WORK INSTRUCTIONS - Starting at the line that contains "Reviewer note: every instance of the man squatting", reproduce the records below word for word and stop at the last line of the records.

RECORDS FOR THIS EXERCISE -
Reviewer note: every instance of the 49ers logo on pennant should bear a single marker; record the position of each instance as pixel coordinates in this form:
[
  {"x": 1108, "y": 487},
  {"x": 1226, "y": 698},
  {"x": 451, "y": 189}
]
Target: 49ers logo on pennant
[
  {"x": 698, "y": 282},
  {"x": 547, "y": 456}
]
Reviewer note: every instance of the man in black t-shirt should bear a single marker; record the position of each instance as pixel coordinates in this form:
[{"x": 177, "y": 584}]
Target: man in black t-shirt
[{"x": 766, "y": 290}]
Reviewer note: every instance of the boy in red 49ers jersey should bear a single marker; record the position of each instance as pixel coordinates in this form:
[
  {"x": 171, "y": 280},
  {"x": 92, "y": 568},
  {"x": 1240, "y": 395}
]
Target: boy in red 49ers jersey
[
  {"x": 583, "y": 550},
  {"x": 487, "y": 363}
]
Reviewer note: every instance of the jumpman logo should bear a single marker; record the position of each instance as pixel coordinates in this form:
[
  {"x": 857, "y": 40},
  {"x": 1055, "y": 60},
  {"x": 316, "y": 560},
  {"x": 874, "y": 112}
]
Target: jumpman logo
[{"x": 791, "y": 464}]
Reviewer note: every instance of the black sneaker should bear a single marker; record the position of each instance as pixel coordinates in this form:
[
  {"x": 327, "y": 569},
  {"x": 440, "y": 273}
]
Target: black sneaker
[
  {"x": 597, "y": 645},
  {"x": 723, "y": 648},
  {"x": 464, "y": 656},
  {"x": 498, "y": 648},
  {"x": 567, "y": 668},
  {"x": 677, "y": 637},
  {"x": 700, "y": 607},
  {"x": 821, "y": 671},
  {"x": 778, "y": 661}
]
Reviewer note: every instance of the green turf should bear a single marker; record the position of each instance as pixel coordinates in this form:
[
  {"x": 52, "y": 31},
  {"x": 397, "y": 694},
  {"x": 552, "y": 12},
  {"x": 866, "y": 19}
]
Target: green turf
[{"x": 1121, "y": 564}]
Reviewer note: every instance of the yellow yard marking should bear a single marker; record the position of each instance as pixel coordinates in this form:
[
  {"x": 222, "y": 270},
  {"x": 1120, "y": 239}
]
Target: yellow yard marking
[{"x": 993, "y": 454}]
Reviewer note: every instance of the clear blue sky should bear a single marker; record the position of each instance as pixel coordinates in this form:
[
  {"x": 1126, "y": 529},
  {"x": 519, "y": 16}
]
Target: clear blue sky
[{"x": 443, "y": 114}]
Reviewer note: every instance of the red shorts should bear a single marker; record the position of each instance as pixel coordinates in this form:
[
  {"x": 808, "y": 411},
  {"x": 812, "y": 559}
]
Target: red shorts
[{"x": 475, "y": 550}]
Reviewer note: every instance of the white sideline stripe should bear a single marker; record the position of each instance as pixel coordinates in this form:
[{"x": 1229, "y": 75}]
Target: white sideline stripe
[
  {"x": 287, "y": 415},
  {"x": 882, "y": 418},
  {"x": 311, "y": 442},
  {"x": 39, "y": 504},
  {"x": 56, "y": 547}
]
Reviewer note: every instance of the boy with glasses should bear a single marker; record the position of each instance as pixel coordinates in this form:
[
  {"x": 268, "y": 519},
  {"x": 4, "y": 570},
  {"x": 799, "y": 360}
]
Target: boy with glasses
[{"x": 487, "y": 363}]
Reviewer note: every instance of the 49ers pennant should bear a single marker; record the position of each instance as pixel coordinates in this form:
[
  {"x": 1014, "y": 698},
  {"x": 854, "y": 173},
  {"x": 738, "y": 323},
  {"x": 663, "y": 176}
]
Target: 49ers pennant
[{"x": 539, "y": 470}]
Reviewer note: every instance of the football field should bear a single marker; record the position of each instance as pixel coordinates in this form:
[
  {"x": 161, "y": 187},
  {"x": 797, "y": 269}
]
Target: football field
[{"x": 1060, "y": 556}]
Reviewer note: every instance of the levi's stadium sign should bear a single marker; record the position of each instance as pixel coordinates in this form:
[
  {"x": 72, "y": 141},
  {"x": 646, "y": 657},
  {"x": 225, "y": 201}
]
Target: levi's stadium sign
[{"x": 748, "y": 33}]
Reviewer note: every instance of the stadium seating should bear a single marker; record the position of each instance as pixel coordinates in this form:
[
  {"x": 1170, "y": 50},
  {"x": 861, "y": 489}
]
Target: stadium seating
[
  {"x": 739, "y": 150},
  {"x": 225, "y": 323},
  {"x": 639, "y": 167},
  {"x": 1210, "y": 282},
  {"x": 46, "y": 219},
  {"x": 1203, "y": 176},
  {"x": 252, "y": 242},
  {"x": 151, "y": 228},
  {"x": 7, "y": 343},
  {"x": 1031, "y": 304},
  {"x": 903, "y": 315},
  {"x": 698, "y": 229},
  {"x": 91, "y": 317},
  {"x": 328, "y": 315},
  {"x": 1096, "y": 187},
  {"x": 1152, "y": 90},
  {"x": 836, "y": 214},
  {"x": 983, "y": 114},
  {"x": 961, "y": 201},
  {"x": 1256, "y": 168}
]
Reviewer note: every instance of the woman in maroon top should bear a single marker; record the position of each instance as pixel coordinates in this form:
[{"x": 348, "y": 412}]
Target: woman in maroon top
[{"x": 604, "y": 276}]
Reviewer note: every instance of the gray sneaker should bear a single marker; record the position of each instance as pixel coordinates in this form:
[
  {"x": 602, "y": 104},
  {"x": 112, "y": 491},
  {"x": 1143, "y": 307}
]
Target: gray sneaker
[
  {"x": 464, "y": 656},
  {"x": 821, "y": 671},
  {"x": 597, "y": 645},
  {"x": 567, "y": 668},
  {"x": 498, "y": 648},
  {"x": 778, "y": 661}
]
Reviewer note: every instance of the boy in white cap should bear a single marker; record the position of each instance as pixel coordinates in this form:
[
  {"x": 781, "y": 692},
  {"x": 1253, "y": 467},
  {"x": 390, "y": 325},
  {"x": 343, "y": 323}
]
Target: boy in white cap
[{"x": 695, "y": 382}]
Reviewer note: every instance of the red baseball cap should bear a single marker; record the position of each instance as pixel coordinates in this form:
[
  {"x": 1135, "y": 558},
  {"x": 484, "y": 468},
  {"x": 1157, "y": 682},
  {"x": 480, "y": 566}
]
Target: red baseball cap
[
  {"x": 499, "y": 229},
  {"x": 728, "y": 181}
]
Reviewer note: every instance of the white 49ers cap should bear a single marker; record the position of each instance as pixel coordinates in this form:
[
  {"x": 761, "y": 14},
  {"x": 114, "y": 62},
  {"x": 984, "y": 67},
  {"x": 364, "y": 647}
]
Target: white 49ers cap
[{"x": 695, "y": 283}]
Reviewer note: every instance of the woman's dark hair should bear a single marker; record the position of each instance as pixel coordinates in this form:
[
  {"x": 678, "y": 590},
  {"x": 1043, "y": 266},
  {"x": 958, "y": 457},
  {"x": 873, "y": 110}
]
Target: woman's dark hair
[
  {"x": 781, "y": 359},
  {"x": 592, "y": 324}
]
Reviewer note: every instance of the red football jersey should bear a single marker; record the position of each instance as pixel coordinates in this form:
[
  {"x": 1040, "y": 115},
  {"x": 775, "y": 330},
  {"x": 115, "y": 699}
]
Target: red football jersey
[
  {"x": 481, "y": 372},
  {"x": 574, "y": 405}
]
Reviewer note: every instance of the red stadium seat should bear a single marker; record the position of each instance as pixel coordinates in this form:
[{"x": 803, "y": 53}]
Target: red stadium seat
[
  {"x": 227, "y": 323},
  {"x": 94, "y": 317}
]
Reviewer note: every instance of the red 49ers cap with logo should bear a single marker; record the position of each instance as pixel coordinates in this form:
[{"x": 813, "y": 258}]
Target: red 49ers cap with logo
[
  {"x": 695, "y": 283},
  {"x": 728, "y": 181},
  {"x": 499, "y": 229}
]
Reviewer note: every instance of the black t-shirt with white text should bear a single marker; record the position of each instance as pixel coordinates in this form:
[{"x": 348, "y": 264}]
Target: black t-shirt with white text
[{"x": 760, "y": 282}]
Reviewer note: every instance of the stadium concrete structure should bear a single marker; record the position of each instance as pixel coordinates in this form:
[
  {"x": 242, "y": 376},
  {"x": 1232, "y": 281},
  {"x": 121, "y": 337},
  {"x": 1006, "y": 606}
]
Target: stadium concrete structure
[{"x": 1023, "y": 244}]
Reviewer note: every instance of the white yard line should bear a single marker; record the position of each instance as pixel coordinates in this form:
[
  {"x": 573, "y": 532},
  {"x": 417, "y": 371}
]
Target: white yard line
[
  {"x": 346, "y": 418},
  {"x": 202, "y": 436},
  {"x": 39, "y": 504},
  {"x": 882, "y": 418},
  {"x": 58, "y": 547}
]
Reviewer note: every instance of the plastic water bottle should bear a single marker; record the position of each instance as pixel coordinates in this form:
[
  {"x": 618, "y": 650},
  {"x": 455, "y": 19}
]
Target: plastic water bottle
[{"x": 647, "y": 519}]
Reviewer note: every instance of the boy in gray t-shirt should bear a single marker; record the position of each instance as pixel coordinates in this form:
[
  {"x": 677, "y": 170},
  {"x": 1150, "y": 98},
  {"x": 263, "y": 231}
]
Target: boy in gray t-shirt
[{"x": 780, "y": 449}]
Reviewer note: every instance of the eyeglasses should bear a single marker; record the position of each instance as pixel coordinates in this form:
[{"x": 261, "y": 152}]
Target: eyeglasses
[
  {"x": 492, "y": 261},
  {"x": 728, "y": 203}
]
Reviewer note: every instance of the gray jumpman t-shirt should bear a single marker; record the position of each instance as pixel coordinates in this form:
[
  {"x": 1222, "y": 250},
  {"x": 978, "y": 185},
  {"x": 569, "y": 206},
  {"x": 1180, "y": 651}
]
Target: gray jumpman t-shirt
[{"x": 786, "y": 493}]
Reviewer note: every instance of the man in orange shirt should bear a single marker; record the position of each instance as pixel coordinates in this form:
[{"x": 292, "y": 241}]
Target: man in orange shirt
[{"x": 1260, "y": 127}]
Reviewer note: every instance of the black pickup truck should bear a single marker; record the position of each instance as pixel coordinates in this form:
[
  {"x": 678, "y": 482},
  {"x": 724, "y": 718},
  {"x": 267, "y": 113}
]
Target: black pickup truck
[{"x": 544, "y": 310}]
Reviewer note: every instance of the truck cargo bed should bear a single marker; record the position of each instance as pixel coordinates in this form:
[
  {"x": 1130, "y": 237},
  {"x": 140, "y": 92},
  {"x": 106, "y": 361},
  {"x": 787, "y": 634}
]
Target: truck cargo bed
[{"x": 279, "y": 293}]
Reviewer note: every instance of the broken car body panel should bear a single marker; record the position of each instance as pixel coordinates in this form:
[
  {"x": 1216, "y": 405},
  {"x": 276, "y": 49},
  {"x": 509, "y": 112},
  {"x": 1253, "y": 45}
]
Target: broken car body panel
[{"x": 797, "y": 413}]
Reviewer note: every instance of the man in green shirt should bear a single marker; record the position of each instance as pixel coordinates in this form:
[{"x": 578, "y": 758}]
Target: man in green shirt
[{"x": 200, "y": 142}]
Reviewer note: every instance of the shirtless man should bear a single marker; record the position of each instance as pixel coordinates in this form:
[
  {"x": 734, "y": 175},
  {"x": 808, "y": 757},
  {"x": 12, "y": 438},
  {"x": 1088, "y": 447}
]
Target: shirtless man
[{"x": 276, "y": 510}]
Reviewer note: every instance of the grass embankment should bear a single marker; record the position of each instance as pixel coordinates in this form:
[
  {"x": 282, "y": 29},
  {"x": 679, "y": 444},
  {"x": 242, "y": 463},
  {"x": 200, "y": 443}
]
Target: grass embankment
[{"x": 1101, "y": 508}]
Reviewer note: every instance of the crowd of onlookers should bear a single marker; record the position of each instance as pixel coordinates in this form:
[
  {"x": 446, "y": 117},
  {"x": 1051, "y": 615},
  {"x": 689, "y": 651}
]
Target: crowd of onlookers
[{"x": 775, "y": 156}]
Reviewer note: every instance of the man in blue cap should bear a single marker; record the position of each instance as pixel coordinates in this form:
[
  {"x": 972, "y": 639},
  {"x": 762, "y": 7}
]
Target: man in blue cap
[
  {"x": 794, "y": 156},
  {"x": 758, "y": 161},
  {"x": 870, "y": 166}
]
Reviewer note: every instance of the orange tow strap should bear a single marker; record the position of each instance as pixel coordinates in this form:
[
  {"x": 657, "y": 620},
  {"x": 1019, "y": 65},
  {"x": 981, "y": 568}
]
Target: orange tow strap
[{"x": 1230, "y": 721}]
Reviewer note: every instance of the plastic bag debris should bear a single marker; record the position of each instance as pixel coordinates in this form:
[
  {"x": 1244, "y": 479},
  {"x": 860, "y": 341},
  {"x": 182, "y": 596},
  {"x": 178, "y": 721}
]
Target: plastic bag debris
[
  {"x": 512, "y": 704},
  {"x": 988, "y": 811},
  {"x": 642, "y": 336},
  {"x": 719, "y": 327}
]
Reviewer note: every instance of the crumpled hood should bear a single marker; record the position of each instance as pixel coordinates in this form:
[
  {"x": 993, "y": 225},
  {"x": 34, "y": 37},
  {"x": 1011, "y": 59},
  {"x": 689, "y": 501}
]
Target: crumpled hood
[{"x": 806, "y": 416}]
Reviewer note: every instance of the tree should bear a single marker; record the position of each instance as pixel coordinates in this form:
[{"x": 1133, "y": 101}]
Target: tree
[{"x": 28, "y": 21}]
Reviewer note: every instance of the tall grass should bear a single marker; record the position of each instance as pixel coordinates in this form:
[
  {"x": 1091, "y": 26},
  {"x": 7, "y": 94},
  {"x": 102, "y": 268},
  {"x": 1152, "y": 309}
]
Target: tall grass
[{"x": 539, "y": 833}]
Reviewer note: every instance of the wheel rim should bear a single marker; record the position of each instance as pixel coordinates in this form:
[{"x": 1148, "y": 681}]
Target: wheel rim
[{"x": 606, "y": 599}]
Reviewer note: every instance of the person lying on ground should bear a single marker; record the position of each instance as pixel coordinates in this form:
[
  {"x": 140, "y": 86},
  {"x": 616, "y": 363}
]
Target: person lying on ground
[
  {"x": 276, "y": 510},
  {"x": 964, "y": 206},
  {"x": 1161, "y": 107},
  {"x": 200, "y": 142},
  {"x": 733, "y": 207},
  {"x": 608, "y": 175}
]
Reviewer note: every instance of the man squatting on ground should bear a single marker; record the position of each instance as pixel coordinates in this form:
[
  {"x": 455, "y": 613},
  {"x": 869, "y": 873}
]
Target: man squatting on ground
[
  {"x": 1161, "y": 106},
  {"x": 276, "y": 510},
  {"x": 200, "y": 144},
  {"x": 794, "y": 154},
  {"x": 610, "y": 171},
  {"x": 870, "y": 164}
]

WRITTEN ANSWER -
Reviewer note: every instance of the man squatting on ground should bear a single marker; record the position of each instance as pixel coordinates in this form:
[
  {"x": 455, "y": 613},
  {"x": 869, "y": 873}
]
Target: man squatting on ground
[
  {"x": 1161, "y": 106},
  {"x": 276, "y": 510},
  {"x": 200, "y": 144},
  {"x": 794, "y": 154},
  {"x": 610, "y": 171},
  {"x": 870, "y": 164}
]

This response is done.